*RECORDS SHOWN*.
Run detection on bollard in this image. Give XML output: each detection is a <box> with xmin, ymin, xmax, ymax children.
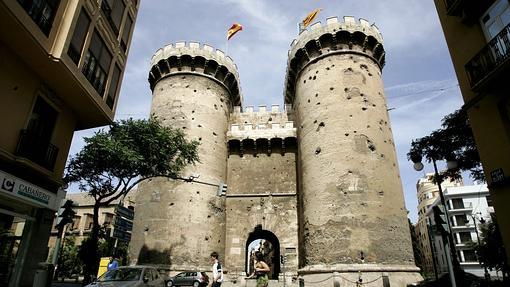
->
<box><xmin>333</xmin><ymin>272</ymin><xmax>340</xmax><ymax>287</ymax></box>
<box><xmin>382</xmin><ymin>273</ymin><xmax>390</xmax><ymax>287</ymax></box>
<box><xmin>299</xmin><ymin>277</ymin><xmax>305</xmax><ymax>287</ymax></box>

*WHAT IS BEING ASKED*. Output each line exactly as shown above; no pictures go in the copy.

*ANSWER SECTION*.
Run detection on bollard in this image. Give XML output: each detection is a <box> with xmin, ymin, xmax, ymax children.
->
<box><xmin>333</xmin><ymin>272</ymin><xmax>340</xmax><ymax>287</ymax></box>
<box><xmin>382</xmin><ymin>273</ymin><xmax>390</xmax><ymax>287</ymax></box>
<box><xmin>299</xmin><ymin>277</ymin><xmax>305</xmax><ymax>287</ymax></box>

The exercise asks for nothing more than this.